### Aim
Display each line in the records below that contains the string "hand".

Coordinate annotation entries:
>>
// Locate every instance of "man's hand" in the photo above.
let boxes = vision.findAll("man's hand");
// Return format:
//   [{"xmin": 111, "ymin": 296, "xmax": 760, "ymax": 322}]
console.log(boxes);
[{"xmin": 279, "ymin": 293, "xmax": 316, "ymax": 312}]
<<
### Answer below
// Locate every instance of "man's hand" in the photo above.
let boxes = vision.findAll("man's hand");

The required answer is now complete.